Please identify each line in the items that contains the word "cliff" and copy those lines.

--------------------------------------------------

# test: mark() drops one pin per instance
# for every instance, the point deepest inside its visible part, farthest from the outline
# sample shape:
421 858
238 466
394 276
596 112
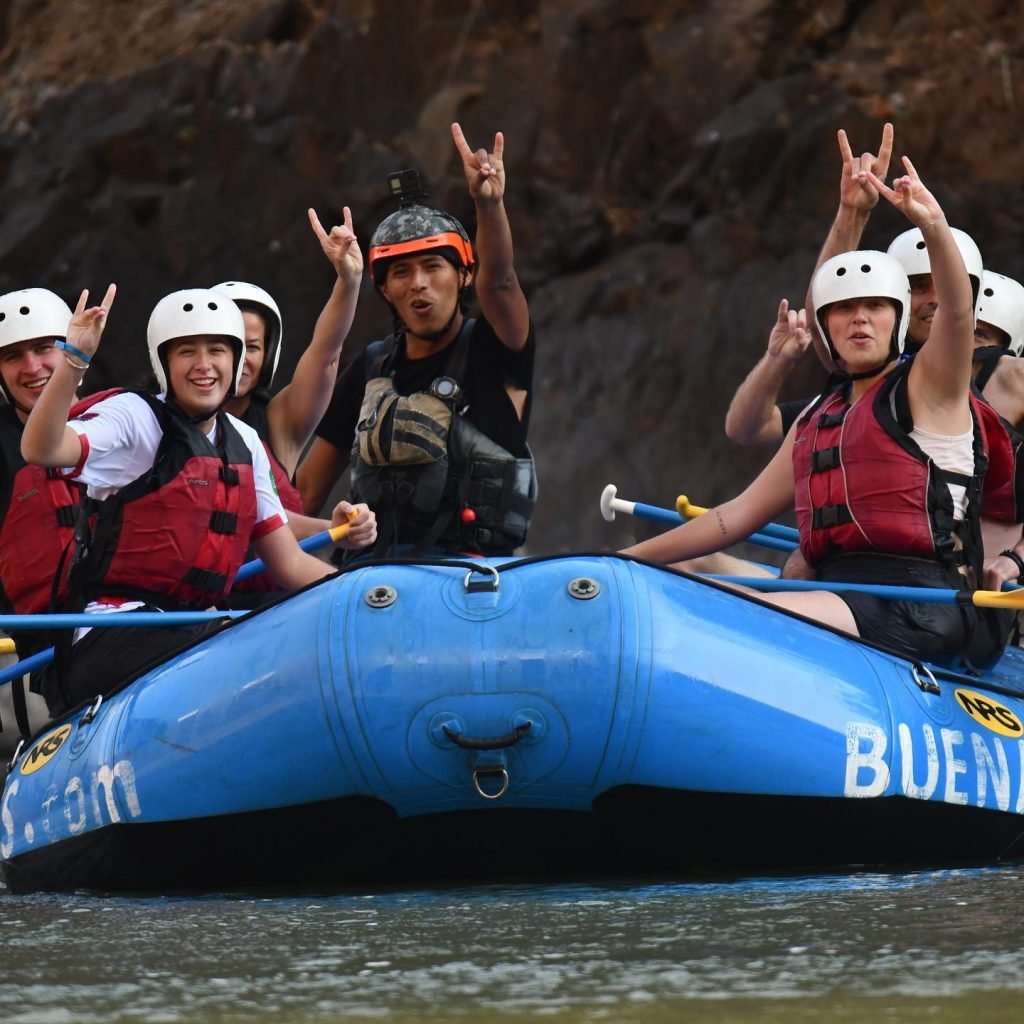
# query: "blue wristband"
77 352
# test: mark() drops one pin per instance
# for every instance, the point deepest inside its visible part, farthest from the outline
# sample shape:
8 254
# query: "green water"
937 946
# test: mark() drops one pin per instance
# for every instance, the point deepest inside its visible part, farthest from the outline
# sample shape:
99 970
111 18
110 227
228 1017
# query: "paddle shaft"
763 539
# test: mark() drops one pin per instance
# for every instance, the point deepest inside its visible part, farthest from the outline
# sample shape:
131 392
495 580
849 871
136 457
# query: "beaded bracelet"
71 350
1017 560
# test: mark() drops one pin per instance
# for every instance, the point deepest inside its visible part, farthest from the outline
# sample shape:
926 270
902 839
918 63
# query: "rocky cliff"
672 169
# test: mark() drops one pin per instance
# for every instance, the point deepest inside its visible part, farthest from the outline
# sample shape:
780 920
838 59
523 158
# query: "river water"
937 946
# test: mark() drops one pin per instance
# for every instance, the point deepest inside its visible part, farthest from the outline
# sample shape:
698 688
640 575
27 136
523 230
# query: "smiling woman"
884 467
181 489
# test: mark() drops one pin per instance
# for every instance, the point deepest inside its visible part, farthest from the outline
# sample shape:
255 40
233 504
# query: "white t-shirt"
120 436
953 453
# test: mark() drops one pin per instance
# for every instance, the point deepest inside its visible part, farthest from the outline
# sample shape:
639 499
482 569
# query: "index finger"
886 150
844 146
109 297
460 140
315 224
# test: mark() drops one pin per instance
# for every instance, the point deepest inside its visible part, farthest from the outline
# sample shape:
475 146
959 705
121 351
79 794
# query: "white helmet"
189 313
1001 304
861 274
910 250
32 312
252 296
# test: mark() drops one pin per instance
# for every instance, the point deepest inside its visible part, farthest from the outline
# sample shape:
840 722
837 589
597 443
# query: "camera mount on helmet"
407 186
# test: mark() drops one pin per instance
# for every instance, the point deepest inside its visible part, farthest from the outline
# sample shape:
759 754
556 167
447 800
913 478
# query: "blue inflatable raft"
562 717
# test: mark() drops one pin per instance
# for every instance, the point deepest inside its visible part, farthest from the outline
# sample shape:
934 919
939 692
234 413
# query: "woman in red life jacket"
181 488
884 469
38 507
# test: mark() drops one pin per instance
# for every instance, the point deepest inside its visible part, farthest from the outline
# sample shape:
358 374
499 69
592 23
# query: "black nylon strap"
223 522
824 459
832 515
205 580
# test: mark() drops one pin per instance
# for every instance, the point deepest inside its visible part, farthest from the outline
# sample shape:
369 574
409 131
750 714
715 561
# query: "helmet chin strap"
864 374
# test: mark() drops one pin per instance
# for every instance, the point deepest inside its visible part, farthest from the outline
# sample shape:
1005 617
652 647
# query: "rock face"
672 171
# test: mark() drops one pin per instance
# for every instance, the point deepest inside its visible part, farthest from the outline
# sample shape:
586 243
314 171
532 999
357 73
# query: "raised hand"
86 327
340 246
790 337
856 190
484 173
909 195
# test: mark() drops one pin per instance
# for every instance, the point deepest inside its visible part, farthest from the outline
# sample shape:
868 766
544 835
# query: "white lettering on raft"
953 768
97 796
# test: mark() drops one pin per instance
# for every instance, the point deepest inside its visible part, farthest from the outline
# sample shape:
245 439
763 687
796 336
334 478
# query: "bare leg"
722 564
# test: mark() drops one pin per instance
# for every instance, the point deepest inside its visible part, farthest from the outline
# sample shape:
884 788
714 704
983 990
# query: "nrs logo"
990 713
44 750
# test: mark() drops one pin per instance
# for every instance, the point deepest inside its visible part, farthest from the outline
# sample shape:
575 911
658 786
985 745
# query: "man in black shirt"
434 418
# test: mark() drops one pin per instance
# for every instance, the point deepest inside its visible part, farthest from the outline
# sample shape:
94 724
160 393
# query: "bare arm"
857 197
502 300
47 440
754 417
769 495
295 411
1005 390
940 376
317 473
289 564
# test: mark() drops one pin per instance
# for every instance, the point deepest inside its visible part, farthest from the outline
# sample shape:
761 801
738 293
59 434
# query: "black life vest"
428 472
176 536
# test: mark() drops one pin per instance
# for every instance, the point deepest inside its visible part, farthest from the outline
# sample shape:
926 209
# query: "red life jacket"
1003 491
176 536
38 512
862 483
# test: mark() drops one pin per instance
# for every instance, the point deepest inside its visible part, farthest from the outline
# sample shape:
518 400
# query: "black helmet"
416 228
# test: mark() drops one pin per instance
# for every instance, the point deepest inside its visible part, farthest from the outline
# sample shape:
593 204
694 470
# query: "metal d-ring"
491 770
929 685
491 584
92 712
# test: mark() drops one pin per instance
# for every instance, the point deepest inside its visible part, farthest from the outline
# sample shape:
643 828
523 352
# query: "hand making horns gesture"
909 195
340 246
484 173
86 326
855 190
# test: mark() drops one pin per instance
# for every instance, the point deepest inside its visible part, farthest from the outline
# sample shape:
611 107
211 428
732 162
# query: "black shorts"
108 657
918 630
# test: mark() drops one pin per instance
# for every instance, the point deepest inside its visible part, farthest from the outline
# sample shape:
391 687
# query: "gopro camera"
445 388
407 186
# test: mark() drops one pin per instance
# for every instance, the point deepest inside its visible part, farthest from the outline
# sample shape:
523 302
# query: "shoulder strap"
379 357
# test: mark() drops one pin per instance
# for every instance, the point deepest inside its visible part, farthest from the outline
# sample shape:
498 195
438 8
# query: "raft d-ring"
496 771
929 685
92 712
381 597
583 588
481 585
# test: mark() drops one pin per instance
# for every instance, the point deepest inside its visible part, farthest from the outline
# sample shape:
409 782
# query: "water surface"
937 946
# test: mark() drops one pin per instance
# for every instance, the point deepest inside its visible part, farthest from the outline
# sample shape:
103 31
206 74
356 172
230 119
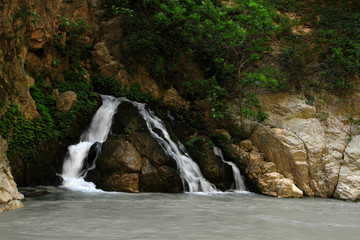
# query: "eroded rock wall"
10 198
309 144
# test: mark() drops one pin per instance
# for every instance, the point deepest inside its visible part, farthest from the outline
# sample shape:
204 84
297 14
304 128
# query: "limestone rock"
127 182
118 167
349 178
212 167
246 144
66 101
287 151
261 175
314 136
10 198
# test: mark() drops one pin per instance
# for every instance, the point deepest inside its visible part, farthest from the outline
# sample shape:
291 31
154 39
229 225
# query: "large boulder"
261 176
287 151
132 160
10 198
349 179
118 166
212 167
66 101
306 142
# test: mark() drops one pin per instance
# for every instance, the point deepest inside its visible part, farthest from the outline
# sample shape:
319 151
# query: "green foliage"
72 32
335 38
224 39
24 135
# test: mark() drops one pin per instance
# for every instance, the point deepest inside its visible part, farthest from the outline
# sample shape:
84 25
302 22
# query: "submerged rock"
305 142
212 167
261 175
349 177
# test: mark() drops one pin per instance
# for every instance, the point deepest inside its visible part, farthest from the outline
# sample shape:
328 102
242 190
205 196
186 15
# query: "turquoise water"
65 214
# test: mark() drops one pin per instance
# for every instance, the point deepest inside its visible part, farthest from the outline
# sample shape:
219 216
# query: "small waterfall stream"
190 172
98 131
239 181
73 173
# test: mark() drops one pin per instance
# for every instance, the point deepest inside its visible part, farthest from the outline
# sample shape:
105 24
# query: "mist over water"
64 215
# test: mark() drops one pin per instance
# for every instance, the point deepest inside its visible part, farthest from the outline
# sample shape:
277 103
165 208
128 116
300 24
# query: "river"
66 214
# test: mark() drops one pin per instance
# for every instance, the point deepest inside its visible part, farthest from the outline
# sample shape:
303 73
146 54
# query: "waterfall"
97 132
239 182
189 171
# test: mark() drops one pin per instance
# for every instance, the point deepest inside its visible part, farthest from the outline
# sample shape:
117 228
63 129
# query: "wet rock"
287 151
260 175
66 101
10 197
89 161
318 128
349 178
118 167
212 167
246 144
162 179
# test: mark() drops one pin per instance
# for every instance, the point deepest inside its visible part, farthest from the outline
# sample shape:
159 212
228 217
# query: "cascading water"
97 133
189 170
239 182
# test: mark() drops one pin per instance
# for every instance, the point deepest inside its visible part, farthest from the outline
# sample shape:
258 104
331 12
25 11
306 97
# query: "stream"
65 214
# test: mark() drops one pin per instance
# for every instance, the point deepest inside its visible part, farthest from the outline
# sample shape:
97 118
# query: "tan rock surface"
309 141
262 174
349 177
66 101
10 198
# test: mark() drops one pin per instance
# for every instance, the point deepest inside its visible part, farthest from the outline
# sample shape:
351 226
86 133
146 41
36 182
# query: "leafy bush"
223 38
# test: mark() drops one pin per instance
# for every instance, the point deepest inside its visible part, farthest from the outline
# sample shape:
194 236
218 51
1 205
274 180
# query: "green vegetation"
224 39
328 56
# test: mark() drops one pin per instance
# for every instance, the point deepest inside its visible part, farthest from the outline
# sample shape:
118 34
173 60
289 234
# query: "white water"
239 181
97 132
189 170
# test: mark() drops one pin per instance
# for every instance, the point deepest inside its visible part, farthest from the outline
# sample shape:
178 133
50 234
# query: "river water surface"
66 214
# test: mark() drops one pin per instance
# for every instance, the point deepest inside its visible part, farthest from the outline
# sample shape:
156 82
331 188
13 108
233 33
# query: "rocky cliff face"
10 198
311 144
27 32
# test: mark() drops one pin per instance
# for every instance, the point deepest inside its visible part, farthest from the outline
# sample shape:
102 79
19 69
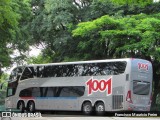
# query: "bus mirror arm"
1 84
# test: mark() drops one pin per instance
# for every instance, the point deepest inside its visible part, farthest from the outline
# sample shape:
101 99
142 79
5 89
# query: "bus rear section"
139 93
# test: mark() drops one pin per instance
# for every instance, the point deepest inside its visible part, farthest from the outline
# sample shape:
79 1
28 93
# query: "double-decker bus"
99 85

--------------------------------------------------

▶ Task response:
# query: "rocky cliff"
# query: "rocky cliff face"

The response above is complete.